-- Problem to work on --
Since pictures are not wanted in the copy, output only the rest of each record exactly.

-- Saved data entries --
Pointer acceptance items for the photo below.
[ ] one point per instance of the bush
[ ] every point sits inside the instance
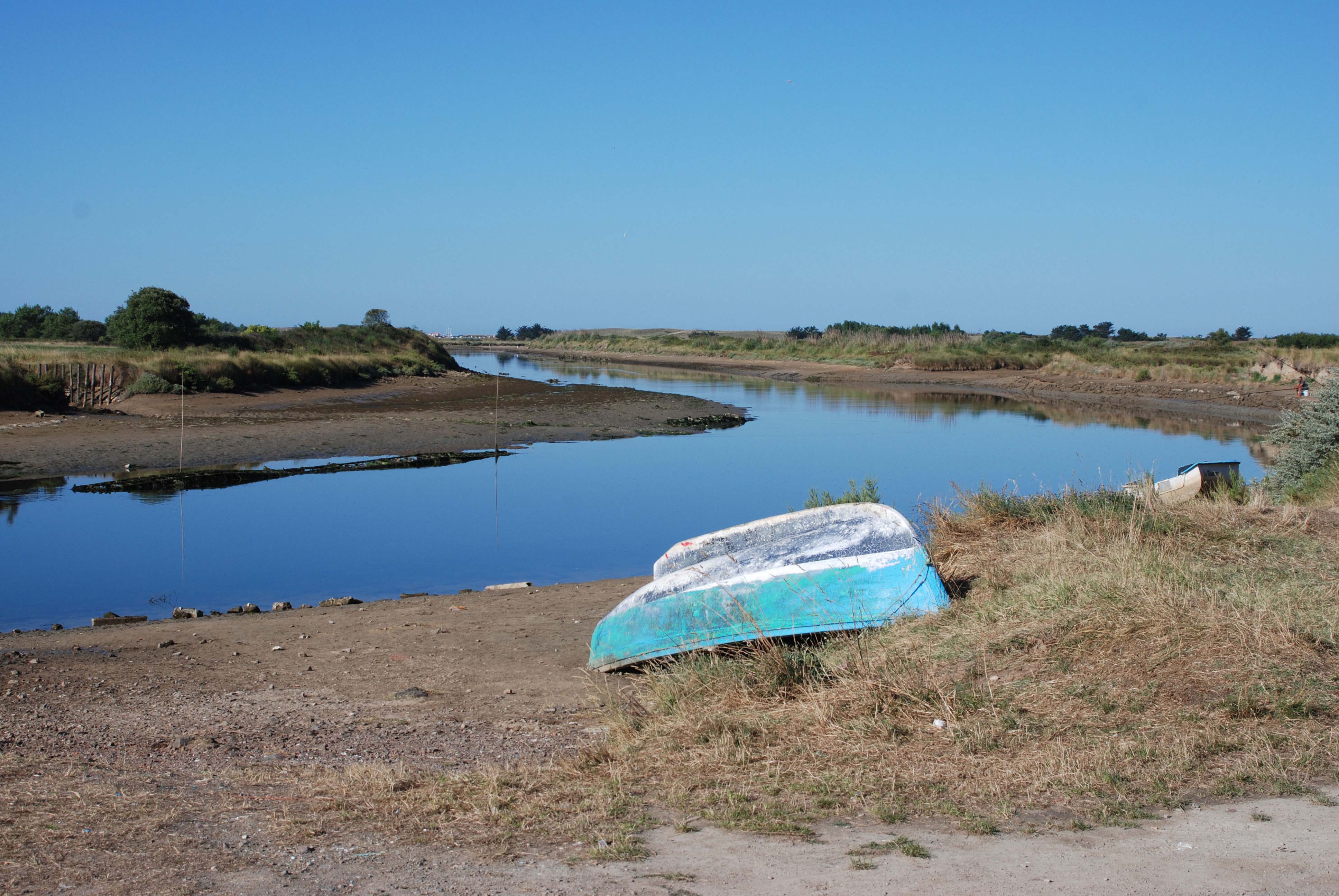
(867, 493)
(1308, 341)
(41, 322)
(1310, 438)
(533, 331)
(851, 327)
(150, 385)
(153, 318)
(87, 331)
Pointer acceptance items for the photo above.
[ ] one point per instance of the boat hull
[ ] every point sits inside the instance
(836, 595)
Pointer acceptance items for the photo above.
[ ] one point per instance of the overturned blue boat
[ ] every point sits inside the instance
(833, 568)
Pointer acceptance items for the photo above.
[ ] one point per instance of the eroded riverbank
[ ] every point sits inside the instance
(408, 416)
(1259, 405)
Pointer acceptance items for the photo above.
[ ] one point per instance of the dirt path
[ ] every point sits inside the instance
(449, 413)
(128, 768)
(1260, 404)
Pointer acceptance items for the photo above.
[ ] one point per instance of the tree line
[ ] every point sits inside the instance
(156, 318)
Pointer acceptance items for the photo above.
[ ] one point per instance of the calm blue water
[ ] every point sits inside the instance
(564, 512)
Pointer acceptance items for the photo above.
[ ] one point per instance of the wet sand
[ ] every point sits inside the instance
(1259, 404)
(449, 413)
(130, 768)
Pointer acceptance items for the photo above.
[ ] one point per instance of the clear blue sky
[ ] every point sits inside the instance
(1167, 167)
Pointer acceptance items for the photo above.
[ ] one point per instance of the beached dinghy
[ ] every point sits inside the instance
(840, 567)
(1191, 480)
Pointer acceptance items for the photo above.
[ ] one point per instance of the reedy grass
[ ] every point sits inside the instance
(327, 361)
(1110, 661)
(1170, 361)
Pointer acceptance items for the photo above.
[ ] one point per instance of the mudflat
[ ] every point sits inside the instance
(164, 758)
(1258, 404)
(449, 413)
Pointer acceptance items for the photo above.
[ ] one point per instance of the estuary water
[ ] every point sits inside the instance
(564, 512)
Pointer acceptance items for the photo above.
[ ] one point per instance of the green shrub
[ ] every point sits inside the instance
(1310, 437)
(153, 318)
(866, 493)
(150, 385)
(1308, 341)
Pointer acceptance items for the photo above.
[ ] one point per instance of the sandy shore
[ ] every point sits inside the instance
(449, 413)
(135, 765)
(1260, 404)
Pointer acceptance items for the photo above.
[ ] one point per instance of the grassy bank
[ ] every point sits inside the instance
(1102, 662)
(251, 361)
(1171, 360)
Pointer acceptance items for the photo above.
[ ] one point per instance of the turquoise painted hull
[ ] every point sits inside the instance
(785, 602)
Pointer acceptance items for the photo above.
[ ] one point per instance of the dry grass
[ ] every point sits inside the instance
(1104, 660)
(1178, 361)
(587, 804)
(1108, 658)
(212, 369)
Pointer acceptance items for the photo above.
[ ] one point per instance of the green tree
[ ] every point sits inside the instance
(153, 318)
(25, 322)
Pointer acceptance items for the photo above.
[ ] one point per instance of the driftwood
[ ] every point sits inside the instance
(223, 479)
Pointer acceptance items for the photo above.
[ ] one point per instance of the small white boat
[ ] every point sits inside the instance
(1192, 480)
(833, 568)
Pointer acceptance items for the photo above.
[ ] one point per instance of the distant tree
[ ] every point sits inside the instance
(58, 323)
(25, 322)
(87, 331)
(533, 331)
(153, 318)
(1308, 341)
(1072, 333)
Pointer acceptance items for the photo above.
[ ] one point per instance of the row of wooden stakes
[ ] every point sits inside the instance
(86, 385)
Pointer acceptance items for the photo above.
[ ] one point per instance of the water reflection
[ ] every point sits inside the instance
(17, 492)
(562, 512)
(922, 404)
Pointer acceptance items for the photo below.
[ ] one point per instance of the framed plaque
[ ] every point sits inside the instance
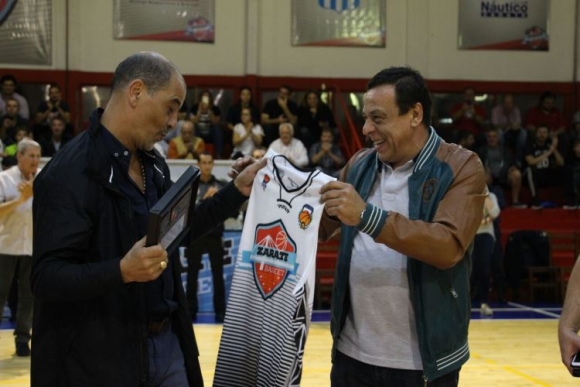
(170, 218)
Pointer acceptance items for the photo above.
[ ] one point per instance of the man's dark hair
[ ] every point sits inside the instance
(154, 70)
(410, 88)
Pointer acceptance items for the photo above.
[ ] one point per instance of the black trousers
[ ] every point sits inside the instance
(348, 372)
(213, 245)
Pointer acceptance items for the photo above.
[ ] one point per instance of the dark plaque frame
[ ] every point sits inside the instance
(171, 217)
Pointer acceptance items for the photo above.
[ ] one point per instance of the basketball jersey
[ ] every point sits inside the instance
(272, 292)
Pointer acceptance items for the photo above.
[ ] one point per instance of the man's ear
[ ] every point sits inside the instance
(416, 114)
(135, 90)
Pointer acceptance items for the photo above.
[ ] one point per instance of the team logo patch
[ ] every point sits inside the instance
(273, 257)
(6, 7)
(265, 181)
(429, 189)
(305, 216)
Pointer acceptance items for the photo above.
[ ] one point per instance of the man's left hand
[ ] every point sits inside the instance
(244, 171)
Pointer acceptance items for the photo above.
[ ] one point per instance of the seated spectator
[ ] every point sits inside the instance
(278, 111)
(207, 119)
(502, 166)
(572, 177)
(466, 140)
(186, 145)
(247, 135)
(47, 110)
(548, 115)
(259, 152)
(544, 163)
(507, 118)
(235, 111)
(313, 116)
(8, 90)
(468, 115)
(326, 155)
(289, 146)
(57, 138)
(11, 120)
(21, 133)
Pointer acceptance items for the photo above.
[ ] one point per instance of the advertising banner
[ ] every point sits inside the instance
(503, 25)
(26, 32)
(338, 23)
(176, 20)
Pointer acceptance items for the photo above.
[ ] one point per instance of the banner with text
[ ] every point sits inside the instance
(338, 23)
(503, 25)
(26, 32)
(176, 20)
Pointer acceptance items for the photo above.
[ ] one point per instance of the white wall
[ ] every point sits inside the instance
(253, 37)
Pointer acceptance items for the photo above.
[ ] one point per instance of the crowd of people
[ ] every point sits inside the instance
(537, 149)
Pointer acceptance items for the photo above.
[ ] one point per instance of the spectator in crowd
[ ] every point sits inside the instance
(54, 106)
(544, 163)
(259, 152)
(110, 311)
(401, 302)
(234, 115)
(575, 129)
(57, 138)
(278, 111)
(16, 237)
(313, 116)
(8, 90)
(502, 166)
(572, 176)
(326, 155)
(507, 118)
(10, 121)
(22, 132)
(211, 243)
(247, 135)
(207, 119)
(466, 140)
(468, 115)
(187, 145)
(548, 115)
(483, 248)
(290, 146)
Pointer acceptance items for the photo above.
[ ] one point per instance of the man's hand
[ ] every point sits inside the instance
(341, 200)
(143, 264)
(244, 171)
(25, 189)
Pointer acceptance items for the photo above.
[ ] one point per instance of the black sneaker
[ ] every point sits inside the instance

-- Written solution --
Pointer acceptance items for the photo below.
[ ] one point per instance of the bush
[ ] every point sits inside the instance
(867, 493)
(1308, 341)
(41, 322)
(1310, 438)
(533, 331)
(851, 327)
(150, 385)
(153, 318)
(87, 331)
Pointer acceptance items for the photo above.
[ ] one point per instance of the boat hull
[ ] every point sits inside the instance
(836, 595)
Pointer acceptance items for the photo above.
[ ] one point per instance of the overturned blue boat
[ ] every point sits inside the instance
(833, 568)
Pointer acceptance items for the photo above.
[ ] one point per instance of the eroded riverbank
[ ] every point sits inside the instance
(408, 416)
(1259, 405)
Pointer acceptance items for the photo above.
[ ] one point per instance of the dirt path
[ ] every point sits inside the instance
(449, 413)
(128, 768)
(1260, 404)
Pointer acceptance items for the photo above.
[ ] one point per instance of the tree line
[ ] every point sits inside the instance
(156, 318)
Pointer acceptance items for the photo above.
[ ] one point per instance of the calm blue water
[ ] every point sits inside the instance
(564, 512)
Pointer acceptance items for the photo above.
[ ] one point per instance of the wet sand
[ ] every point sits inside the instance
(1259, 404)
(449, 413)
(130, 768)
Pointer acceptance items for the photo above.
[ ] one point per instance of the clear blue sky
[ ] every point sits inside the instance
(1167, 167)
Pointer acceptance items for the photo above.
[ ] one point per instance of the beached dinghy
[ ] every point sits inside the instance
(840, 567)
(1191, 480)
Pointer acceptance items for the photo above.
[ ] one point per instance of the reedy grass
[ ] every point sits inside the instance
(327, 361)
(1110, 661)
(1170, 361)
Pointer acceptance items for the photo above.
[ ] one point per instance of the mudflat
[ ] every point sits inside the instance
(164, 758)
(1258, 404)
(449, 413)
Pointer acceptance items for the photo above.
[ ] one point per instance of the estuary water
[ ] every point sits inside the instance
(564, 512)
Pointer acceptance items for the photo above.
[ ] one point per instance of the green shrub
[ ] every point sits inside the instance
(1310, 437)
(153, 318)
(866, 493)
(150, 385)
(1308, 341)
Pointer acceptance items for the photo above.
[ ] one point per instance of the sandy shore
[ ] every point sits inside the instance
(449, 413)
(135, 765)
(1260, 404)
Pointer acceptance items for the photo above.
[ ] one point per instance of the grassy bank
[ ] every point sits inside the instance
(1102, 662)
(251, 361)
(1171, 360)
Pointer acceptance items for the photo above.
[ ] one point per instance of the turquoise painted hull
[ ] every point sits inside the instance
(785, 602)
Pointer acceptance items for the photo above.
[ ] one point per instance of the dry grass
[ ] every point sits inside the instance
(1104, 660)
(1178, 361)
(587, 804)
(1108, 658)
(212, 369)
Pointer acceptance items for the photo above.
[ ] one point per instance of the green tree
[ ] every point sits inside the instance
(153, 318)
(25, 322)
Pointer acceptance items for the photo above.
[ ] one point per instance of the driftwood
[ ] every point sits inside the instance
(223, 479)
Pointer acceptance items for the photo above.
[ ] one point per instance of the small white boat
[ ] every point sits inside the instance
(1192, 480)
(833, 568)
Pointer acceptance items for the photo above.
[ ] one point per instance of the distant tree
[ ] every point sits inside the instance
(58, 323)
(25, 322)
(87, 331)
(533, 331)
(153, 318)
(1308, 341)
(1072, 333)
Pointer acceptance items for the photo above.
[ ] one point per instance of the row of wooden stakes
[ ] every point sits inside the instance
(86, 385)
Pointer acceptance items for the photo above.
[ ] one point per instance of the water reflection
[ ] every point sits inside the instance
(17, 492)
(562, 512)
(922, 404)
Pointer acceptance items for the photo below.
[ ] one point per instance of the framed plaque
[ ] every point sits inside the instance
(170, 218)
Pointer acceptance items for the photo above.
[ ] one point per instance of the man's dark hair
[ ] every point sits inside the instance
(154, 70)
(410, 88)
Pointer acceptance items for the photo above.
[ ] one point per instance of the black trousers
[ ] every point sits inside the instance
(348, 372)
(213, 245)
Pointer acceptance items for the photo above.
[ ] one point per instance of the dark plaque frame
[ ] every point sits inside the instance
(171, 217)
Pointer acceptance items for the photo above.
[ ] one point per instance of the basketball jersey
[ ] every point sits inside the instance
(272, 292)
Pointer acceptance items for the photo above.
[ ] one point per instance of the man's ear
[ ] every point sits inside the instance
(416, 114)
(135, 90)
Pointer acceptance items for the photo above.
[ ] one point per instance of the team logo patch
[ ] every point sits inside the instance
(273, 257)
(6, 7)
(265, 181)
(429, 189)
(305, 216)
Pointer acceptance items for the photo above.
[ ] one point per instance of the man's left hand
[ ] every point sits inside the instance
(244, 171)
Pointer acceptance items for the photo above.
[ ] one point per instance of the seated spectator
[ ] every point sits inside the instance
(278, 111)
(207, 119)
(502, 166)
(572, 177)
(466, 140)
(186, 145)
(247, 135)
(47, 110)
(548, 115)
(259, 152)
(544, 163)
(507, 118)
(235, 111)
(313, 116)
(8, 90)
(468, 115)
(326, 155)
(289, 146)
(57, 138)
(11, 120)
(21, 133)
Pointer acceptance items for the photo above.
[ ] one point per instance of the advertising banner
[ ] every point sits inside the instance
(503, 25)
(26, 32)
(338, 23)
(176, 20)
Pointer acceptance items for the photo above.
[ ] one point per instance of the banner with text
[ ] every point sits inside the instance
(338, 23)
(503, 25)
(26, 32)
(176, 20)
Pointer acceptance items for the photo above.
[ ] one point per instance of the white wall
[ ] every point sits inside the instance
(253, 37)
Pointer acceptance items for the photo above.
[ ] one point per instance of the crowd of people
[ ] every point sits inside the instance
(537, 149)
Pointer acceptance items for the photo above.
[ ] one point per instance of the spectator in crowd
[ ] every point sits inside the instance
(54, 106)
(544, 163)
(259, 152)
(110, 311)
(401, 302)
(234, 115)
(575, 129)
(57, 138)
(278, 111)
(16, 237)
(313, 116)
(8, 90)
(502, 166)
(572, 176)
(326, 155)
(507, 118)
(10, 121)
(22, 132)
(211, 243)
(247, 135)
(207, 119)
(466, 140)
(468, 115)
(187, 145)
(548, 115)
(483, 248)
(290, 146)
Pointer acceptance items for the photo above.
[ ] one point per instance of the man's hand
[ ] every point sits inside the instance
(341, 200)
(143, 264)
(244, 171)
(25, 189)
Pointer acceptance items for the photo above.
[ ] one point per instance of the black sneaker
[ ] every point sits inside the instance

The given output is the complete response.